* [学習課題]:
**a.** 課題文について、次の問いに一行ずつ答えなさい。
(i) Gliederungの訳語として挙げられている二つの語は何か。
(ii) Ichを「個我」と訳すと理解不能になる例として、名前が挙げられている人物は誰か。
(iii) 最終段落で、Geistの概念を見る対象として挙げられている思想は何か。
**b.** 記録の中から、文字列「flare」を含む行をすべて探し出し、書き写しなさい。大文字と小文字は区別すること。

++++ 課題文 ++++

シュタイナーノート 84

ガイスト


2003.4.29

シュタイナーの翻訳を読む際に、最も気になってしまうのが
GeistとGliederung、そしてIchである。
Geistは、「精神」もしくは「霊」と訳され、
Gliederungは「分節」もしくは「層」と訳される。
またIchは通常、「自我」と訳されるが「個我」と訳されたり
文脈によって「私(我)」というふうに訳されることもあったりする。
 
Geistについては、精神と訳したほうがしっくりくるときもあれば、
霊と訳したほうがいいと思われるときもあるので、
どちらかだけに訳語を統一するというのはむずかしい。
 
それに対して、Gliederungはやはり「分節」のほうがその意味からも適切で、
「層」となってしまうと、階層的な意味が加わってしまうところもあり、
社会有機体三分節が社会有機体三層化とかになってしまうと、
社会的階層が前提になっているような変な具合になってしまうように思える。
人間の身体にしても、足が下で、頭が上についているからといって
人間は三つの「層」になっているというのでは理解が損なわれてしまうのだから。
「層」ではなく、比較的理解しやすいのはやはり「分節」だと思われる。
 
また、Ichについては、やはり「自我」、文脈によっては「私(我)」で、
「個我」としてしまうと、たとえばフィヒテなどにおけるIchなどでも
明らかに理解不能になってしまうのもあったりするので、
それは避けたほうが理解のためには適切かもしれないと思っている。
 
さて、ここではGeistの訳語について、
その言葉が使われている歴史的文化的背景としての
ヨーロッパ近代の自然神秘思想におけるGeistの概念を見ることで、
シュタイナーの翻訳を読む際のガイドとしてみたい。

++++ 演習用の記録 ++++

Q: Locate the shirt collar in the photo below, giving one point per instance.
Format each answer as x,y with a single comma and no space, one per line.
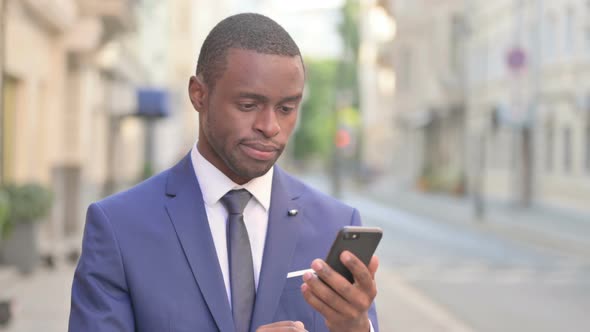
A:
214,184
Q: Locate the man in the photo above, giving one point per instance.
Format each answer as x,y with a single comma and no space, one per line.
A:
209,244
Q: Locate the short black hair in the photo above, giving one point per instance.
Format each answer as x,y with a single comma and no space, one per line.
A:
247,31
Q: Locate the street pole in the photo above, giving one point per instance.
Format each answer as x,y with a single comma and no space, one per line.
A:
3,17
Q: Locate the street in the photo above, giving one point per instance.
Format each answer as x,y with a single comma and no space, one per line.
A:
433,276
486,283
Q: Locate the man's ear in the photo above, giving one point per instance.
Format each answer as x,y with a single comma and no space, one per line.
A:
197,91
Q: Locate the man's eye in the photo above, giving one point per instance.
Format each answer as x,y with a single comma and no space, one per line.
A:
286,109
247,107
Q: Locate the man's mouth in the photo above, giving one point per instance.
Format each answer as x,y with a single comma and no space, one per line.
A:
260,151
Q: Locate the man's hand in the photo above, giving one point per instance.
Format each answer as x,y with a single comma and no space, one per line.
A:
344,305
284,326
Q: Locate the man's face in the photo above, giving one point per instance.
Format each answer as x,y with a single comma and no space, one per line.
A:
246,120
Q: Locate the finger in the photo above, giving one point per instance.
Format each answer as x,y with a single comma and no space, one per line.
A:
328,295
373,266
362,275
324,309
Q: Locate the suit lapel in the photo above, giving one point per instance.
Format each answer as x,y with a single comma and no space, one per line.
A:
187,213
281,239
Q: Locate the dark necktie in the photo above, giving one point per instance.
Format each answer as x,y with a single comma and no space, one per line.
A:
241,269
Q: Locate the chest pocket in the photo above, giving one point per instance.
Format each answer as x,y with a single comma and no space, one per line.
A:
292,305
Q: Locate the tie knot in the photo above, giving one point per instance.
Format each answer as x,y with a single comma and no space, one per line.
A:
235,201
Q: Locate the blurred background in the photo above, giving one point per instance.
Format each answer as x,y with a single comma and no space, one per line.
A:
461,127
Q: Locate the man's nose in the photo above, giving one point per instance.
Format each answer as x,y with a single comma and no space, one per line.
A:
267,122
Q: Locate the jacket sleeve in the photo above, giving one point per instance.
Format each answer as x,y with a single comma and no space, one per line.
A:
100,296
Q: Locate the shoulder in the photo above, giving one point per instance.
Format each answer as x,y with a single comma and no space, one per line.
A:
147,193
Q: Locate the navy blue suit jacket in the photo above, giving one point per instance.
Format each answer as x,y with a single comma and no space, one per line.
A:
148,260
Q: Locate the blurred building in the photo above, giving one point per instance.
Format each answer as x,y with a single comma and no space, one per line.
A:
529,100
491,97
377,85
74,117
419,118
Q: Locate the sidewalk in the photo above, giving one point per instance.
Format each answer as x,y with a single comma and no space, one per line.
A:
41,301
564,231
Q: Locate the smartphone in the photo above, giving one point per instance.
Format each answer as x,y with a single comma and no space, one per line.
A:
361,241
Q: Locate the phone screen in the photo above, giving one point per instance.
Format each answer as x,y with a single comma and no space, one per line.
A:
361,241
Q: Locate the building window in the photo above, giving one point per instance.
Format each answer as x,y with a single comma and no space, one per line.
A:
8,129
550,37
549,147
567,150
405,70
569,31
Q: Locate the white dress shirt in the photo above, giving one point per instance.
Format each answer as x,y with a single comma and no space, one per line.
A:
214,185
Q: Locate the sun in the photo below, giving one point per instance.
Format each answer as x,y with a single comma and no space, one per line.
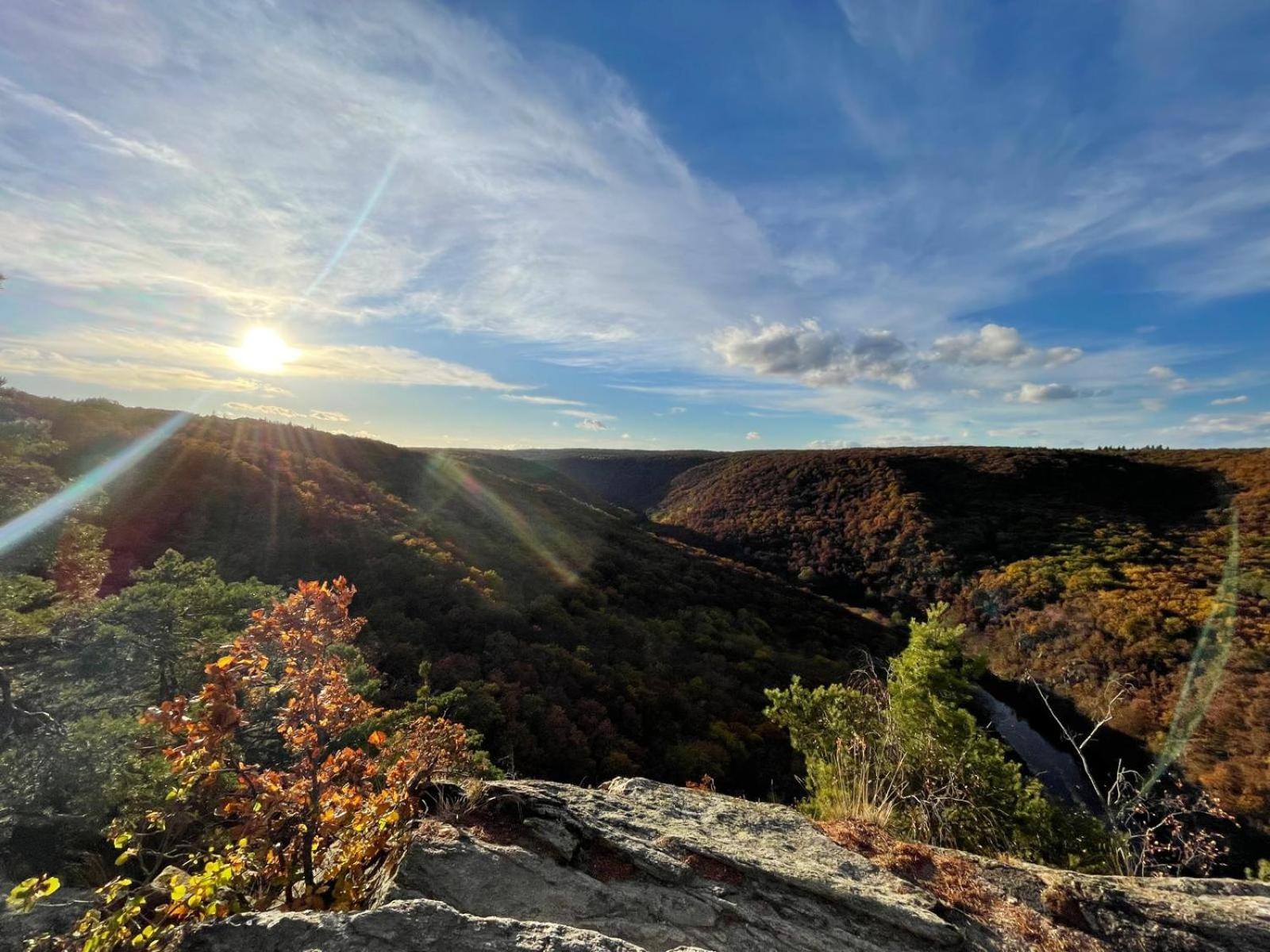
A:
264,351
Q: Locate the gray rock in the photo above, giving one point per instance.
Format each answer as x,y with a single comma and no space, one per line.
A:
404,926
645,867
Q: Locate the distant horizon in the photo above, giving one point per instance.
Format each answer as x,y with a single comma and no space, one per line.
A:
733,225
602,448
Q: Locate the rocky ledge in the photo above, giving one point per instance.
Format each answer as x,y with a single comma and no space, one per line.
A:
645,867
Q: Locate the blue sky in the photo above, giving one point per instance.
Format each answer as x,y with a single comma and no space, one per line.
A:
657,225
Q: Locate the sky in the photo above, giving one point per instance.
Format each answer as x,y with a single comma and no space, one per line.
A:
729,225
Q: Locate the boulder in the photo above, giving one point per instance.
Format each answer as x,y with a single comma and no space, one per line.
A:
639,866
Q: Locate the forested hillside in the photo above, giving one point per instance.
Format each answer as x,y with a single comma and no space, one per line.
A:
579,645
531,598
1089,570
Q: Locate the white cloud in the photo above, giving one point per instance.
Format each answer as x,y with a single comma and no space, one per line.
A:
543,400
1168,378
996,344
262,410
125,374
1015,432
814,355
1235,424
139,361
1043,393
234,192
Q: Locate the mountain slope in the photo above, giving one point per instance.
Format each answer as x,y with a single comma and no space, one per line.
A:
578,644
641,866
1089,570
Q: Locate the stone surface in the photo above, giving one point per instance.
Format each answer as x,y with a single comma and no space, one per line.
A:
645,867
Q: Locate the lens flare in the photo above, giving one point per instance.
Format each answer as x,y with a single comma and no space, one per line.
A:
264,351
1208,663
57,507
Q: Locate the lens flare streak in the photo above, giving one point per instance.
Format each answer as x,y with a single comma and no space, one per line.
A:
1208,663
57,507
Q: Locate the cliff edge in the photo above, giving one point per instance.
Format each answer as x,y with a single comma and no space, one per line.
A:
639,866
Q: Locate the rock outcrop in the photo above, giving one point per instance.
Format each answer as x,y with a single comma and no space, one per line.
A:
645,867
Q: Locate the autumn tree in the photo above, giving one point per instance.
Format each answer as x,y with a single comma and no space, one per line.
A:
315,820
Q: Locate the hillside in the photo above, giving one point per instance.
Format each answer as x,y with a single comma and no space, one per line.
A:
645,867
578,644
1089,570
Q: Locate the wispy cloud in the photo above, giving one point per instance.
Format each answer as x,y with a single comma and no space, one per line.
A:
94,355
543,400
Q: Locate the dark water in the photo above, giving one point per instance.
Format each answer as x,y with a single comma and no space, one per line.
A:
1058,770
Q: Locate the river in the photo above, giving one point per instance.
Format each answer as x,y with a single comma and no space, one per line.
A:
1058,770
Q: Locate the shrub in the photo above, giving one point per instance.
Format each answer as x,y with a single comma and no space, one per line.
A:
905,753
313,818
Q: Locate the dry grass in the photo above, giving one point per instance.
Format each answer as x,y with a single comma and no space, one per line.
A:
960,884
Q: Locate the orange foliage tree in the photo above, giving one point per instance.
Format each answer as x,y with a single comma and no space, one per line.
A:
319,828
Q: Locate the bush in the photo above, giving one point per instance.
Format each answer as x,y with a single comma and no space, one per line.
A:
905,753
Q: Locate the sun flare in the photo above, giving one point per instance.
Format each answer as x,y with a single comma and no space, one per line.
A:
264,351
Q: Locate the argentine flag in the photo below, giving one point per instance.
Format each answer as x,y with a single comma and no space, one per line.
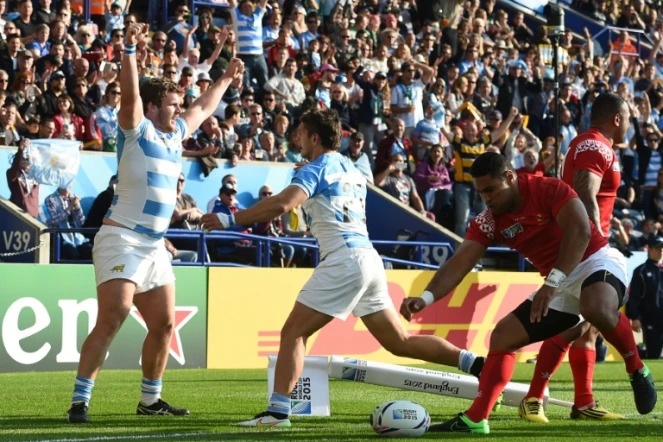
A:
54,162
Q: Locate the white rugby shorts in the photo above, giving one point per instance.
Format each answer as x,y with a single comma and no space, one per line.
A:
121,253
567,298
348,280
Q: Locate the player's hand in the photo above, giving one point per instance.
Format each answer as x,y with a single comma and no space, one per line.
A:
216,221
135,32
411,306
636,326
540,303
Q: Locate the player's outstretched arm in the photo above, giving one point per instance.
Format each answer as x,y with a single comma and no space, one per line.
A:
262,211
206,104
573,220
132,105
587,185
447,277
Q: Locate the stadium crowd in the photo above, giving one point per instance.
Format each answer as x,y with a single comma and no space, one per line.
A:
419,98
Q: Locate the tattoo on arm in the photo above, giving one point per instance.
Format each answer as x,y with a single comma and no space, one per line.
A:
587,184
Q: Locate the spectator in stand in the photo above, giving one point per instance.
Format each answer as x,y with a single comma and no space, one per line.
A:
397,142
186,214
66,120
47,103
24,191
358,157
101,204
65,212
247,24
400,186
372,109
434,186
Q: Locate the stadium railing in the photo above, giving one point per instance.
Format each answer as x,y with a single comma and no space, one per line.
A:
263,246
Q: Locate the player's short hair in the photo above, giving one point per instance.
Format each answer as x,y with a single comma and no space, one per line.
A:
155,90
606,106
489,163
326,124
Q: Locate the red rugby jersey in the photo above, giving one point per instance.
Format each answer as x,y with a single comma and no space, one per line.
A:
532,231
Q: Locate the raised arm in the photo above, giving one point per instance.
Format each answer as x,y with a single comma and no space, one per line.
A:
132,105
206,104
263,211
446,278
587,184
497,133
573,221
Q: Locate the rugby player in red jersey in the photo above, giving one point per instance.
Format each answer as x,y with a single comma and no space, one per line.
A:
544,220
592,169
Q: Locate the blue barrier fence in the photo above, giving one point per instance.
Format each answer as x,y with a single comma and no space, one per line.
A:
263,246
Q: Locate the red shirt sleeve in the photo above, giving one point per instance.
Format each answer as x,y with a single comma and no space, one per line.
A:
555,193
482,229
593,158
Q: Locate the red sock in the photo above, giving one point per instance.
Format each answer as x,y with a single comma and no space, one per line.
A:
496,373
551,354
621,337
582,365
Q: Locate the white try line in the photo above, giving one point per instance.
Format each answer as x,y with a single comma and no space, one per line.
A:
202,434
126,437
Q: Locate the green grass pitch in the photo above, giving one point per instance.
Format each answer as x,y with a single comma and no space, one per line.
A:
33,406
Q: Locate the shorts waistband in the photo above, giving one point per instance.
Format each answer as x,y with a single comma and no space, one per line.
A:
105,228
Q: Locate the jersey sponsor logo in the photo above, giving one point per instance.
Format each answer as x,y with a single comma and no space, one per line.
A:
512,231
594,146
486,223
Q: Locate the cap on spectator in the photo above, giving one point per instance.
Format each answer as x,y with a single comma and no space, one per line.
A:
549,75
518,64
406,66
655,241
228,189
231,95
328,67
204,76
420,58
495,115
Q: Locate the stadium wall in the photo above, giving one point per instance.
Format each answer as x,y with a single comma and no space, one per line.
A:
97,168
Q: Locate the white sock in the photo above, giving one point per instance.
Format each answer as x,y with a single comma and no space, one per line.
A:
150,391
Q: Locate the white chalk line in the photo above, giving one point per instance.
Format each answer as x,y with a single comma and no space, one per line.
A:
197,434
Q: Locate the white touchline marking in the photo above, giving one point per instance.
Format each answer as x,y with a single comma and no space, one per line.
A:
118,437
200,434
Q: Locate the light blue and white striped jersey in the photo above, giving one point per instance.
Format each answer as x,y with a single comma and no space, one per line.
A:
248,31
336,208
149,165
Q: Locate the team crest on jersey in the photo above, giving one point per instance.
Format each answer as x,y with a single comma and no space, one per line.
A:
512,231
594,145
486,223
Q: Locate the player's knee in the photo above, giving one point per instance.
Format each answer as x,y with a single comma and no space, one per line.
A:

++++

* [課題別の解答]:
**a.**
(i) 「分節」と「層」
(ii) フィヒテ
(iii) ヨーロッパ近代の自然神秘思想

**b.**
Q: Locate the lens flare in the photo above, giving one point per instance.
Q: Locate the lens flare streak in the photo above, giving one point per instance.
Q: Locate the sun flare in the photo above, giving one point per instance.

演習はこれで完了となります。